• WORK ITEM
Transcribe the data verbatim and drop its images.

• RECORDS FOR THE TASK
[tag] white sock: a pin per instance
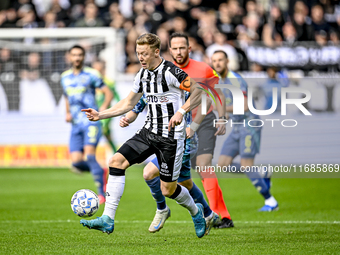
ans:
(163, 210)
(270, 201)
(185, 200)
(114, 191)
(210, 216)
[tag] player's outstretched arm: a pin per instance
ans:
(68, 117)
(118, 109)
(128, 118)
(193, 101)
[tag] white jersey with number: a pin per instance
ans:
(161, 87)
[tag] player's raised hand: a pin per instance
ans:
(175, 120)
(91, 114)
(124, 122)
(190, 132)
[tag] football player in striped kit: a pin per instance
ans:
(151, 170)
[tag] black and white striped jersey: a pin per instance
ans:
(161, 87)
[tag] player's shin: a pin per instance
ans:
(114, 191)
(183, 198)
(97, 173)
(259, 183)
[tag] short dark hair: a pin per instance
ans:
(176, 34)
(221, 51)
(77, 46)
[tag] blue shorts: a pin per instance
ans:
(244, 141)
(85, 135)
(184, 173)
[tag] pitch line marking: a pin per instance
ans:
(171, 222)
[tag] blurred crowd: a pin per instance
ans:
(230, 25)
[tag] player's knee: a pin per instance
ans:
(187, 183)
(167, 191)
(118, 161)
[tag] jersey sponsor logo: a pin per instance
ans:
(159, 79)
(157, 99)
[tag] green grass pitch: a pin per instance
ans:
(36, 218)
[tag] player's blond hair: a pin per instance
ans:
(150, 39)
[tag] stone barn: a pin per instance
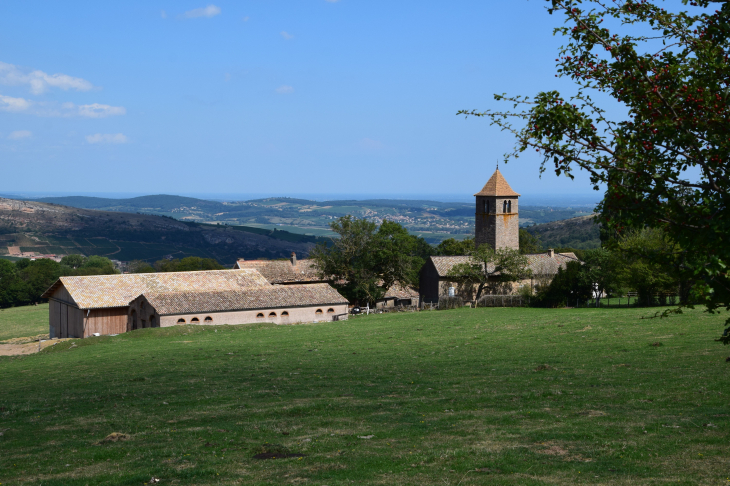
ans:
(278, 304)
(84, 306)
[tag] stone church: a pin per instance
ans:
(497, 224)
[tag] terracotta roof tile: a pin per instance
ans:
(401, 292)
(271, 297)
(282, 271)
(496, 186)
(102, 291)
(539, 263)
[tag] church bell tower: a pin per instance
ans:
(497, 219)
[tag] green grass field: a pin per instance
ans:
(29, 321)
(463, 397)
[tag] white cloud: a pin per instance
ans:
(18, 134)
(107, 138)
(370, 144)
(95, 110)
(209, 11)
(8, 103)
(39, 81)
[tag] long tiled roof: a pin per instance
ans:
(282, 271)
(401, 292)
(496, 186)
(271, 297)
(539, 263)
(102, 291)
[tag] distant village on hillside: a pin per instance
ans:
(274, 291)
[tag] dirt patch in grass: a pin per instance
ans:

• THE ANSWER
[tag] white sock: a pin per instance
ans:
(163, 210)
(270, 201)
(185, 200)
(114, 191)
(210, 216)
[tag] player's outstretched arm: a pin per instance
ans:
(68, 117)
(118, 109)
(128, 118)
(193, 101)
[tag] white jersey with number: a pin per instance
ans:
(161, 87)
[tag] player's raised hand: a pin per instance
ans:
(175, 120)
(91, 114)
(124, 122)
(190, 132)
[tag] football player in striped kit: a pin per instance
ans:
(151, 170)
[tag] black and white striped jersey: a pin per instance
ans:
(161, 87)
[tag] player's shin: a pin per instance
ans:
(114, 191)
(183, 198)
(97, 173)
(259, 183)
[tag] short dark hair: a pin per instance
ans:
(176, 34)
(221, 51)
(77, 46)
[tag] blue shorts: a pin per instance
ans:
(244, 141)
(85, 135)
(184, 173)
[tag] pitch line marking: a pin per instance
ans:
(171, 222)
[tag] blurred crowd: a pin per instance
ans:
(230, 25)
[tag] player's knee: a pin per instance
ans:
(187, 183)
(167, 191)
(118, 161)
[tag] jersey sponsor logo: a pin per instance
ans:
(159, 79)
(157, 99)
[tag] green grass pitch: a pin per instance
ans:
(36, 218)
[tag] player's blond hair: a pin per instance
ans:
(150, 39)
[tag] stone barn: a pin per instance
ans:
(278, 304)
(84, 306)
[tag] stone church: a pin per instance
ans:
(497, 224)
[tag] terracotta roof tile: a pin per instance
ans:
(401, 292)
(271, 297)
(282, 271)
(496, 186)
(102, 291)
(539, 263)
[tag] church bell tower: a pin per instance
ans:
(497, 219)
[tag] green grass field: a pin per instance
ans:
(29, 321)
(463, 397)
[tag] white cloud: a pin per instance
ans:
(18, 134)
(107, 138)
(370, 144)
(95, 110)
(209, 11)
(8, 103)
(39, 81)
[tag] long tiled roof: a pin per instance
ans:
(282, 271)
(401, 292)
(496, 186)
(271, 297)
(539, 263)
(102, 291)
[tag] distant village on hillside: a pin per instance
ans:
(274, 291)
[tag] dirt patch in grass: a pin per instance
ans:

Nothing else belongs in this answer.